## Excerpts of pointing data:
==*==

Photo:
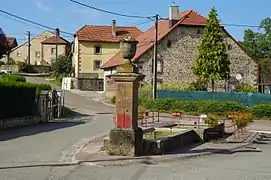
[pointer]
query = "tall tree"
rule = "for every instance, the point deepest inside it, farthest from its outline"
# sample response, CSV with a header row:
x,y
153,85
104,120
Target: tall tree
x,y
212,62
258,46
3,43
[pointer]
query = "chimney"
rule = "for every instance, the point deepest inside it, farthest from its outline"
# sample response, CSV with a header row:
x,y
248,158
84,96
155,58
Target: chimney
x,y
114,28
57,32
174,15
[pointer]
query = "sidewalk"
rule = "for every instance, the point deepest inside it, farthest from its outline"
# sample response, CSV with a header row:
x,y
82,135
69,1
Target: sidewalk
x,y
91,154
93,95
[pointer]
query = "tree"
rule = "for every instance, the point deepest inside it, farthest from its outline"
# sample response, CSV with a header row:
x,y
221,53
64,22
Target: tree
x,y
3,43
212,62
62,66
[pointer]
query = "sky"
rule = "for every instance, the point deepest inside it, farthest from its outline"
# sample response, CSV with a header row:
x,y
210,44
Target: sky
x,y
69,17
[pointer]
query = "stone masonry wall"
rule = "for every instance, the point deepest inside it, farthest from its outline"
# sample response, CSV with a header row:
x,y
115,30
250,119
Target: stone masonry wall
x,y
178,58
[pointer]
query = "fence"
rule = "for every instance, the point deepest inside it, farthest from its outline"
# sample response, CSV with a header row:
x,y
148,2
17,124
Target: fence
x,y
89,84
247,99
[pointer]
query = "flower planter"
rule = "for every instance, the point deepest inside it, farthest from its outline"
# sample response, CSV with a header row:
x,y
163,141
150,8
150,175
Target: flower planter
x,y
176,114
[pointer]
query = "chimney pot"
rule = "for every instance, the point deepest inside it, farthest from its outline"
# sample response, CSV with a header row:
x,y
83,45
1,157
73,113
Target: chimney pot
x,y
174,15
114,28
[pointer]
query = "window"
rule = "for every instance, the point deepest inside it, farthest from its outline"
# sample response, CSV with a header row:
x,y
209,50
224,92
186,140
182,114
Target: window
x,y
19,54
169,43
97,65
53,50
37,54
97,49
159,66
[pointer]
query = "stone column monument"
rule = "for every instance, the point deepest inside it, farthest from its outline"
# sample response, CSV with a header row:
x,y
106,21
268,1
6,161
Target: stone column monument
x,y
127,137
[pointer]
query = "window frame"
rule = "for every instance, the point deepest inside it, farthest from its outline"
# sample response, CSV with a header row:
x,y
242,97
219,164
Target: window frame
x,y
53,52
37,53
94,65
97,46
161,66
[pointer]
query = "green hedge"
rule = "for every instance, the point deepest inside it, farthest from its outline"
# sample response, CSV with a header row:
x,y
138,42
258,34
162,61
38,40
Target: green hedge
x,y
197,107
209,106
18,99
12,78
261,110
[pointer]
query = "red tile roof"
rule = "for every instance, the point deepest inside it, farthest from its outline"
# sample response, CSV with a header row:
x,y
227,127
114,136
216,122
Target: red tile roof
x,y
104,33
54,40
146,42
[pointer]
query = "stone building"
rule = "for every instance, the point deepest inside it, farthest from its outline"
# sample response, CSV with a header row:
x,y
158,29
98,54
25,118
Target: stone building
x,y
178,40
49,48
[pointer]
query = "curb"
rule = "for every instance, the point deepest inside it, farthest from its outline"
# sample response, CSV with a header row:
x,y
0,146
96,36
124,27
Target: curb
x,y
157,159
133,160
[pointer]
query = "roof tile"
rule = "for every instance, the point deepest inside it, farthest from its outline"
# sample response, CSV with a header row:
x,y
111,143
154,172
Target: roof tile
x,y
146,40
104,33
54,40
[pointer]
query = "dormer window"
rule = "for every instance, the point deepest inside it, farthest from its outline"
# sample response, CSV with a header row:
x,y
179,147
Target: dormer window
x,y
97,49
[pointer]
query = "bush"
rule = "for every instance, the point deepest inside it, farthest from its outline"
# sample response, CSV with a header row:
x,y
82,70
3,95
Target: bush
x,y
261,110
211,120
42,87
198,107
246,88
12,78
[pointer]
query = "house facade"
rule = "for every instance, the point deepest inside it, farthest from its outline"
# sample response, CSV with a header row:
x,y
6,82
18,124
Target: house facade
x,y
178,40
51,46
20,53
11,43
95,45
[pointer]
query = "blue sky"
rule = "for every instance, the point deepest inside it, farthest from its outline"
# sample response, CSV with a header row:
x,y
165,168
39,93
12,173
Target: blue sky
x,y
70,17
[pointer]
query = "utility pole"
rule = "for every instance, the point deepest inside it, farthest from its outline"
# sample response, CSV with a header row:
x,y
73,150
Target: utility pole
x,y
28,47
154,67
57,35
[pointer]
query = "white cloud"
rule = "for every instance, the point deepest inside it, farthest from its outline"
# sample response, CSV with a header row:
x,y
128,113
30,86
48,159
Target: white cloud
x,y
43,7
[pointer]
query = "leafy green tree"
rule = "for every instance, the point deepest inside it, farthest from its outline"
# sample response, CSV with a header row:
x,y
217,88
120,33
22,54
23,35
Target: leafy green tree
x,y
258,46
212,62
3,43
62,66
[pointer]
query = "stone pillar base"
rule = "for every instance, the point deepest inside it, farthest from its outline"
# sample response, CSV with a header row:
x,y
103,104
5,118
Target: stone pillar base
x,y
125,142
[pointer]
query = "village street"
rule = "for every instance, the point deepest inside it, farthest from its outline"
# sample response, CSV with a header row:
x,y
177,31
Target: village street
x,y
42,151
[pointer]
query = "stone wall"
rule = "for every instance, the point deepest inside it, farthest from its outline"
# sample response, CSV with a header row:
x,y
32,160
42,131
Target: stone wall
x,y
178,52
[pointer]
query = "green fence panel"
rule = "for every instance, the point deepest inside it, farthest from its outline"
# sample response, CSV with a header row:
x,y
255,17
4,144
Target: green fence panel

==*==

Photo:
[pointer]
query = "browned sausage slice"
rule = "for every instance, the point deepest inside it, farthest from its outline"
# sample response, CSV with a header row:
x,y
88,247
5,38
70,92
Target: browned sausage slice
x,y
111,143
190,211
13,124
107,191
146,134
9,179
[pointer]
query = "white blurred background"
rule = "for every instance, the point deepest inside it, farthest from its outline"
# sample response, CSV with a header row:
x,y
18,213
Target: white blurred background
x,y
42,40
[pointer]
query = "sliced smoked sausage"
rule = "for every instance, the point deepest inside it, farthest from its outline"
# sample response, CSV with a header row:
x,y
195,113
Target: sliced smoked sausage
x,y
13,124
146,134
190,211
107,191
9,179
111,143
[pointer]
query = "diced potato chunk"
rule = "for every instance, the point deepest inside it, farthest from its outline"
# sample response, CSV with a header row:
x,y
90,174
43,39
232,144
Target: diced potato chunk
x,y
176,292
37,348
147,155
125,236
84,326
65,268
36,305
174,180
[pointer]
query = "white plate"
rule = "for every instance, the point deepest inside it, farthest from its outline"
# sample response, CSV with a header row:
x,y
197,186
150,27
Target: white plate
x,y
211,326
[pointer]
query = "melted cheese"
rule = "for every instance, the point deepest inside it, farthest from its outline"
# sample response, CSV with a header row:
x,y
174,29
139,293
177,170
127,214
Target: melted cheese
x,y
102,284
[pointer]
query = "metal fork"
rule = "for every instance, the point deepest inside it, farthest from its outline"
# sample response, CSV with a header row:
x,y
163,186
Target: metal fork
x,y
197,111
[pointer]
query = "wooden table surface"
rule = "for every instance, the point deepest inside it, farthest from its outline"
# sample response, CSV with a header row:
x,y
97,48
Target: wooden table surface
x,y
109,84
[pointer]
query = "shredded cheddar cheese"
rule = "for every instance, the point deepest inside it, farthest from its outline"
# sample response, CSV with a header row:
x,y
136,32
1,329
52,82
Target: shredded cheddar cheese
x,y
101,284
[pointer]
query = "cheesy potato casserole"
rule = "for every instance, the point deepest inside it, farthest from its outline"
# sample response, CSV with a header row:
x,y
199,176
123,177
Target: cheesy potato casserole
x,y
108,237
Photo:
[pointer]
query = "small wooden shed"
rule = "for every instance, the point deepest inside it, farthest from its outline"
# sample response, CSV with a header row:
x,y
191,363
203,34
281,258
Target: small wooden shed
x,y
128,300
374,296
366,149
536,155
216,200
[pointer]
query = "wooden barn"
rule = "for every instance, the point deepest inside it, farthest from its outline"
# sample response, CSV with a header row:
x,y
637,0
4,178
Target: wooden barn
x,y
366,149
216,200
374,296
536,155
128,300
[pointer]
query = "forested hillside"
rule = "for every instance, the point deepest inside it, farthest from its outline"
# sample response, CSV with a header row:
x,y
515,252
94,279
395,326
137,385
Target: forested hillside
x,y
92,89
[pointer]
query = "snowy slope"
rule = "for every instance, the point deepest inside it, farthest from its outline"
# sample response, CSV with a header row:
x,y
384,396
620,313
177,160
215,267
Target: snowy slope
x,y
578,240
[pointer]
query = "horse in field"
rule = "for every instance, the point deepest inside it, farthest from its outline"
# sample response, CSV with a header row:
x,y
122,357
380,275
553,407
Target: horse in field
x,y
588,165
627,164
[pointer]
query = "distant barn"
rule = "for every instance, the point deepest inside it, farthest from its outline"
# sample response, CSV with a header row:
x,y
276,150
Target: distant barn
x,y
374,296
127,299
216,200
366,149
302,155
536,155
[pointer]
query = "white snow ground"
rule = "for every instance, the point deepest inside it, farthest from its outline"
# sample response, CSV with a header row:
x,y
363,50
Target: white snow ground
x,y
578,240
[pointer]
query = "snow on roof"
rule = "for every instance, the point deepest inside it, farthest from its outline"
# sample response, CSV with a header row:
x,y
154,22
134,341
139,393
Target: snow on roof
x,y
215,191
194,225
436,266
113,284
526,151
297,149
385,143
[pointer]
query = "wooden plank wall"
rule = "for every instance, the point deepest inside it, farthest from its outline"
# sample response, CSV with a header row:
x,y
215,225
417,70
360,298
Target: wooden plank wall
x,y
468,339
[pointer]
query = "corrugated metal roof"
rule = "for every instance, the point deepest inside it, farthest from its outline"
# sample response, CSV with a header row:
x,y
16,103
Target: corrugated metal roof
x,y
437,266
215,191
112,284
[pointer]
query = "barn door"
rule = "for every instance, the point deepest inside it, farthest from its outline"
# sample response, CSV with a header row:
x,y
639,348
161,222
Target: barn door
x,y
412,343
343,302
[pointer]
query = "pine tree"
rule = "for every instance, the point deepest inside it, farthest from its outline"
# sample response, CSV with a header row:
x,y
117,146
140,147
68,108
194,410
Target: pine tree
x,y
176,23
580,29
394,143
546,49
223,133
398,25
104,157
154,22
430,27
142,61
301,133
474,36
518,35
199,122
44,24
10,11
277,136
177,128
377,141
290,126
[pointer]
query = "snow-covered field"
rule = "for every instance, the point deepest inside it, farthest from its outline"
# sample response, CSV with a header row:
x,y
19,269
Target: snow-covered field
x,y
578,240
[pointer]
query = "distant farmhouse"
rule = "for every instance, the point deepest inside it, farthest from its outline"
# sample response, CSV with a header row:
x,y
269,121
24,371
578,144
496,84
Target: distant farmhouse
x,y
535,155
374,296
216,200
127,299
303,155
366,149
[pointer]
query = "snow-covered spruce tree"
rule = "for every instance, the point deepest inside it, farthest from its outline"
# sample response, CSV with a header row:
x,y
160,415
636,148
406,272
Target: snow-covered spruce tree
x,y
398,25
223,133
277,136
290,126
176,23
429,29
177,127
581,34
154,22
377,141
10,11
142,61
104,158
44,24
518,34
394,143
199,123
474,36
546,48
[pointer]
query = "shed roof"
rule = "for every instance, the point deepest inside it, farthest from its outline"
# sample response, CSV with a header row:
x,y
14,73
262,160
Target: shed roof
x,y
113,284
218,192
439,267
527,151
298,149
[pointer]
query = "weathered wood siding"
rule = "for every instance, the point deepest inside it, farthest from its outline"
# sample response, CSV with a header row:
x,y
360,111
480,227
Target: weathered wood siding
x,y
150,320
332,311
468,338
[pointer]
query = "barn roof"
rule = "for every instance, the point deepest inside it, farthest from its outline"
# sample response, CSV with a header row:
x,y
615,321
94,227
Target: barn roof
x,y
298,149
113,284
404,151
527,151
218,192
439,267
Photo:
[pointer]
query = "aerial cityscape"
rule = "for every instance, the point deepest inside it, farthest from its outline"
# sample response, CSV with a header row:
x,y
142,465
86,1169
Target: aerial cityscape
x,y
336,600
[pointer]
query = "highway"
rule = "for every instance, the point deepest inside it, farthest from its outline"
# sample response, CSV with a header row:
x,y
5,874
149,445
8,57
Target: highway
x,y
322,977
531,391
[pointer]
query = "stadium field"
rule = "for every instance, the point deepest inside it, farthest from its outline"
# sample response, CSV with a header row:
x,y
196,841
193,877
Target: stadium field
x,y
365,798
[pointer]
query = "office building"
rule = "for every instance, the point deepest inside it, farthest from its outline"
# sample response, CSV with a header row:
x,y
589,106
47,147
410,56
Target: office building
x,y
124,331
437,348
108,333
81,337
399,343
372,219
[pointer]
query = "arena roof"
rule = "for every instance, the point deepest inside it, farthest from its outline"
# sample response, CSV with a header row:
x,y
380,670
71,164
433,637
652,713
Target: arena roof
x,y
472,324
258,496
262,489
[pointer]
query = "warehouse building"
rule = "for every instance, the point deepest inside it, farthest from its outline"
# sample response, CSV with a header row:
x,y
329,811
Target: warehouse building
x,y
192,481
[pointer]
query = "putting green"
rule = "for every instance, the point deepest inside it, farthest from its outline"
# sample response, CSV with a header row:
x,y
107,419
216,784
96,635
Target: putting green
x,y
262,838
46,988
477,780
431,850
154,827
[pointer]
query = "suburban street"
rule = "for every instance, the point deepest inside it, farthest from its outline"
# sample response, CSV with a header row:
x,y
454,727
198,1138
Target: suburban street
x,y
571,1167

==*==

## EXERCISE BRIEF:
Return each line from the items above that contains the string "chimney".

## FINISHED EXERCISE:
query = "chimney"
Target: chimney
query = "chimney pot"
Target: chimney pot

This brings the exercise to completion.